● Условия задания
Продолжите фрагмент о налетах советских бомбардировщиков на Констанцу, начиная сразу после его последнего предложения.

● Фрагмент текста

__________________________________________________

Пожар в порту Констанцы
Объятая пламенем немецкая машина рухнула в море восточнее порта Констанцы, а летчик обер-фельдфебель А. Вальтер (A. Walter) воспользовался парашютом. Поскольку еще при приближении к румынским берегам советских самолетов в небо поднялись несколько летающих лодок и поплавковых самолетов, предназначенных для спасения сбитых членов экипажей, они сразу приступили к поискам. Одна из румынских лодок SM.62 (бортовой N 16) обнаружила и подняла на борт сбитого немецкого летчика. Это был первый конкретный результат той работы, которой союзники интенсивно занимались несколько месяцев, предшествующих началу войны с Советским Союзом. Естественно, пропагандистскими органами обеих стран были сделаны многочисленные фотографии, призванные продемонстрировать «нерушимое братство по оружию на погибель большевиков». Радость от этого события испортило серьезное ранение, полученное в результате авианалета советских бомбардировщиков капитаном Маджетиком (Majetic ), возглавлявшим один из румынских морских спасательных отрядов.
В этот день восточнее Констанцы действовало гораздо меньше румынских спасательных самолетов, чем предполагалось накануне. Дело в том, что одна из машин германского отряда метеоразведки Wekusta76 , собиравшая сведения о погоде в Крыму, а попутно уточнявшая нашу аэродромную сеть на полуострове, неожиданно передала тревожное сообщение об отказе материальной части и необходимости совершить вынужденную посадку в Азовском море недалеко от берега, в 55 км южнее Мелитополя. Пять членов экипажа, включая командира экипажа обер-фельдфебеля В. Гелинга (W.Gehling ) и участника Первой мировой войны метеоролога майора Г. Эулера (H. Euler ), попытались вызвать помощь из штаба 4-го авиакорпуса, но наутро были обнаружены рыбаками колхоза «Сыны моря», обезоружены и пленены. Не зная об этом, немцы в течение двух следующих ночей высылали в этот район колесные и поплавковые самолеты, которые там долго кружили [12].
Ввиду понесенных накануне тяжелых потерь, командующий ВВС ЧФ генерал В.А. Русаков предоставил 40-му бап день на отдых личного состава и восстановление материальной части. 25 июня действовал по дальним целям только 2-й мтап. Одиночные экипажи вели дальнюю разведку, а пары и звенья вновь атаковали Констанцу — всего 11 ДБ-3 в вечерние часы бомбили уже хорошо изученные цели. При этом 5 машин не вернулись с боевых заданий. Наше командование делало ставку на внезапность появления самолетов, но «мессершмитты» встретили первые же подразделения в 30–35 км от береговой черты. Многие советские бомбардировщики сразу получили тяжелые повреждения. Так, на благополучно вернувшейся машине лейтенанта В.Н. Беликова механики насчитали до 700 осколочных и пулевых пробоин.

__________________________________________________

● Исходные материалы
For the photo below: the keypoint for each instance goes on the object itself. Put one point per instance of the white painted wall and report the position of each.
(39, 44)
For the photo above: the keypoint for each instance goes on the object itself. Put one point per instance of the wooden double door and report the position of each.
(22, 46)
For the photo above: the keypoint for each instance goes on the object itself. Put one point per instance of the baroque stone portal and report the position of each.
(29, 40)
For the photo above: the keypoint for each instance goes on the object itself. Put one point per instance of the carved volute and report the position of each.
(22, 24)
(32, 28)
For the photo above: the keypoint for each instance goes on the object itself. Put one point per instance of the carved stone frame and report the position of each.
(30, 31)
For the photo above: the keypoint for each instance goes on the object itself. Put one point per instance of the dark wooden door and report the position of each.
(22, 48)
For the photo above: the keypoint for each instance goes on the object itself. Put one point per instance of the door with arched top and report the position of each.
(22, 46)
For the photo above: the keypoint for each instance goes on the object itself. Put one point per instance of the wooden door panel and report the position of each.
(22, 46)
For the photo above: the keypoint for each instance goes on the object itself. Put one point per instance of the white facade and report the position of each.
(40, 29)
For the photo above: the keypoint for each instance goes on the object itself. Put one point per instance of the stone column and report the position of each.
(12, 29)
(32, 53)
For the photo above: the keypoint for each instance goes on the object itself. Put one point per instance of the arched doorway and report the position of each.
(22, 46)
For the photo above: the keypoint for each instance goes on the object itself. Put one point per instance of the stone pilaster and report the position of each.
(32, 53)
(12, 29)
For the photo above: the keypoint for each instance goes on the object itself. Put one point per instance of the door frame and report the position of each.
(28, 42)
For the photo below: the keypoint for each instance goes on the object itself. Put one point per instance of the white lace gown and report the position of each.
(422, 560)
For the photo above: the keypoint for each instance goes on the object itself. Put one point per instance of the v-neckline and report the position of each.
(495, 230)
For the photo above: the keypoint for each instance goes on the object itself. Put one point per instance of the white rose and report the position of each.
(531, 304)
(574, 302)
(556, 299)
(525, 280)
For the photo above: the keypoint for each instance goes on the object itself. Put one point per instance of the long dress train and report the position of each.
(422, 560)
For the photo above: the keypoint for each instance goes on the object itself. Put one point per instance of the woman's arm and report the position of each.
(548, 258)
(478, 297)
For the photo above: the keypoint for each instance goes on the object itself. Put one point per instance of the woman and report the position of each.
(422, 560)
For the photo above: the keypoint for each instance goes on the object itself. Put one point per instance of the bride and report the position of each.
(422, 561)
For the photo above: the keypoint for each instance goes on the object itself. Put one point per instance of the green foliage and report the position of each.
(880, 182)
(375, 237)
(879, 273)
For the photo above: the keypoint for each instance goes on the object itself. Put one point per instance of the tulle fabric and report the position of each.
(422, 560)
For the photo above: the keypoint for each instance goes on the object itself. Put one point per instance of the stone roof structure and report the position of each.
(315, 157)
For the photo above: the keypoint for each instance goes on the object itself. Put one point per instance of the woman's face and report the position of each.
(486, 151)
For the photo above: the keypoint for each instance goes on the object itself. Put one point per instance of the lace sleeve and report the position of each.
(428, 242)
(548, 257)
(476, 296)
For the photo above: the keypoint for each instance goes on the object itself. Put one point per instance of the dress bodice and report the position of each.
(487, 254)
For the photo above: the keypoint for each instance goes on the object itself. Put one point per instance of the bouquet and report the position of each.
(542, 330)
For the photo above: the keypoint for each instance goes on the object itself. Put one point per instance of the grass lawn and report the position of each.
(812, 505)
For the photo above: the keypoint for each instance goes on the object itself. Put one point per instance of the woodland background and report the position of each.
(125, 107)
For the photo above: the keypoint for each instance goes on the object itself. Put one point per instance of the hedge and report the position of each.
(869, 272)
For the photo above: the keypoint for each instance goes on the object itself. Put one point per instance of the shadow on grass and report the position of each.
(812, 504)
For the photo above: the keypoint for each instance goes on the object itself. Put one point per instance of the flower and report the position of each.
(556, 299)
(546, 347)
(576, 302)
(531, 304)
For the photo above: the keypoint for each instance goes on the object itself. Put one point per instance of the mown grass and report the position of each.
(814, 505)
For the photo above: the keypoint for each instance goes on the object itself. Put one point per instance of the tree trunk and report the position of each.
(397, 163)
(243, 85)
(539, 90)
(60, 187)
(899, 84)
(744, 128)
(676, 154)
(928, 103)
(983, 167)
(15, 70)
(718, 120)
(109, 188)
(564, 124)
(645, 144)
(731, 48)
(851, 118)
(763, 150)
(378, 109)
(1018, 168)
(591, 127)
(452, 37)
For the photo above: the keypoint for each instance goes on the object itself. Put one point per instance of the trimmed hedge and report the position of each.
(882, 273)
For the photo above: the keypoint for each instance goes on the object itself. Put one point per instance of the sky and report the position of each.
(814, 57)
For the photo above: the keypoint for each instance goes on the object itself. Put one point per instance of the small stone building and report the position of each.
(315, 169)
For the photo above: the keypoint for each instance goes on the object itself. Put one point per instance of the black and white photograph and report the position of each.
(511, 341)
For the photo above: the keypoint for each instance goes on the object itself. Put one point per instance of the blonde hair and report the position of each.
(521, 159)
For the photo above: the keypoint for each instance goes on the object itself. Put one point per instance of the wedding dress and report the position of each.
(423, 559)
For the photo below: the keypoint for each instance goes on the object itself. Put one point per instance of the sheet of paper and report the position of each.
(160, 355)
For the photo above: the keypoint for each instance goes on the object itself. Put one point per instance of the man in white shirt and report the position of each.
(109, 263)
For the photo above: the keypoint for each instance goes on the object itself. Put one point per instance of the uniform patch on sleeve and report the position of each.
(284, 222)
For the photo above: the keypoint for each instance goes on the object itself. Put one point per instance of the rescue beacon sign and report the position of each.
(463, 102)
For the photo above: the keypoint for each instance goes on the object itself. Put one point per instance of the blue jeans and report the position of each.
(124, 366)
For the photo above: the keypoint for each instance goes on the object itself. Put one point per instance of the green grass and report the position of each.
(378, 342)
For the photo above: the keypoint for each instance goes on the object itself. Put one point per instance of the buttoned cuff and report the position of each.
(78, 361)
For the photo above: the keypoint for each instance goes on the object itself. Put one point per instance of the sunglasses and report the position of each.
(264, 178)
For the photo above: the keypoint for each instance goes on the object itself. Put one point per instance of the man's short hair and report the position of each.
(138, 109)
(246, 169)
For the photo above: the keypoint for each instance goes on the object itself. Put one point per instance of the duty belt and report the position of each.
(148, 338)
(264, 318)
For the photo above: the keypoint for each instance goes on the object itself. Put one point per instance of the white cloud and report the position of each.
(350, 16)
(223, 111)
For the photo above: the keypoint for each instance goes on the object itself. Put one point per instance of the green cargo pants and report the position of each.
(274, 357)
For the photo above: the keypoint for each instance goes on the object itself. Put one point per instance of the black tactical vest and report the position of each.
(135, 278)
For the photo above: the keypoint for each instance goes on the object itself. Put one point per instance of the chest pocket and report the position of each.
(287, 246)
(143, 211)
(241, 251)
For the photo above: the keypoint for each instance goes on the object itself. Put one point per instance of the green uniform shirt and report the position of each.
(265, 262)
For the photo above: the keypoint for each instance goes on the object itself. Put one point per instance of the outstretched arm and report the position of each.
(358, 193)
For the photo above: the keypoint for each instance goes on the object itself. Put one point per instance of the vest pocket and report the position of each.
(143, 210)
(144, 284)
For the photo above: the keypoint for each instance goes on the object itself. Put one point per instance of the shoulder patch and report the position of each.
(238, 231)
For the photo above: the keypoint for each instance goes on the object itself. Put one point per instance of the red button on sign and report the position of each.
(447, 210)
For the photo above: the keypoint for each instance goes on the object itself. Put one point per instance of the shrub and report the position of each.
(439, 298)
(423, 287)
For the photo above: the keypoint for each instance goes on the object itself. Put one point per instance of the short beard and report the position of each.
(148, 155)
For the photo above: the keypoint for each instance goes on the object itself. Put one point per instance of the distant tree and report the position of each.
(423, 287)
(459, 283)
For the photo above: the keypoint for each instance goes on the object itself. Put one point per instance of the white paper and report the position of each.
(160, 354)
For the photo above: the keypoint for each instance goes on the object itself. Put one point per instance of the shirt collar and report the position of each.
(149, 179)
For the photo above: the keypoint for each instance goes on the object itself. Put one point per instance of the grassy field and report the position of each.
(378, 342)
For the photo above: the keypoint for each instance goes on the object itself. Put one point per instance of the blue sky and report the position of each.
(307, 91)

__________________________________________________

● Ответ на задание
По крайней мере, в одном случае причина гибели «ильюшина» не была связана с противодействием противника: при подходе на большой высоте к Констанце самолет неожиданно перешел в пикирование и почти под прямым углом врезался в воду; каких-либо попыток покинуть машину с парашютом предпринято не было. Наблюдавшие за этим трагическим случаем другие экипажи полагали, что летчик лейтенант С.В. Фунтиков потерял сознание из-за кислородного голодания.
Вполне возможно, нечто подобное случилось в тот же день с румынским летчиком адъютантом Н. Ионитой (N. Ionita ), хотя не исключено, что причиной происшедшего стали неполадки с материальной частью, возникшие вдали от берега. Так или иначе, одна из вылетевших утром летающих лодок S.62, на борту которой, кроме пилота, был наблюдатель капитан румынского королевского флота М. Бондаренко (M. Bondarenco ), а также механик и стрелок, пропала без вести. Ее усиленно искали другие экипажи румыно-немецкой спасательной службы (в частности, несколько вылетов совершили Не59 из 8-го германского спасательного отряда), но безрезультатно.
В этот день наши черноморцы задействовали у румынских берегов свою службу спасения. Наши летающие лодки МБР-2 пытались обнаружить выпрыгнувших с парашютами авиаторов. Однако разглядеть стандартную спасательную резиновую лодку ЛАС-3, которыми оснащались самолеты 63-й авиабригады ВВС ЧФ, было трудно даже при слабом волнении моря. К тому же летающие лодки могли в любую минуту подвергнуться нападению со стороны неприятельской авиации.
Гораздо легче было решить задачу поиска сбитых экипажей нашим противникам, которые могли наблюдать за их спуском на парашютах, а затем подбирать из воды в определенном районе с помощью летающих лодок и катеров. Поэтому большинство спасенных морских летчиков оказалось в румынском плену. И все-таки отдельным счастливцам сопутствовала удача, и они попадали к своим: летающая лодка МБР-2 спасла экипаж лейтенанта В. Юра из 2-го мтап, по одним данным — на третьи, по другим — на пятые сутки плавания в открытом море.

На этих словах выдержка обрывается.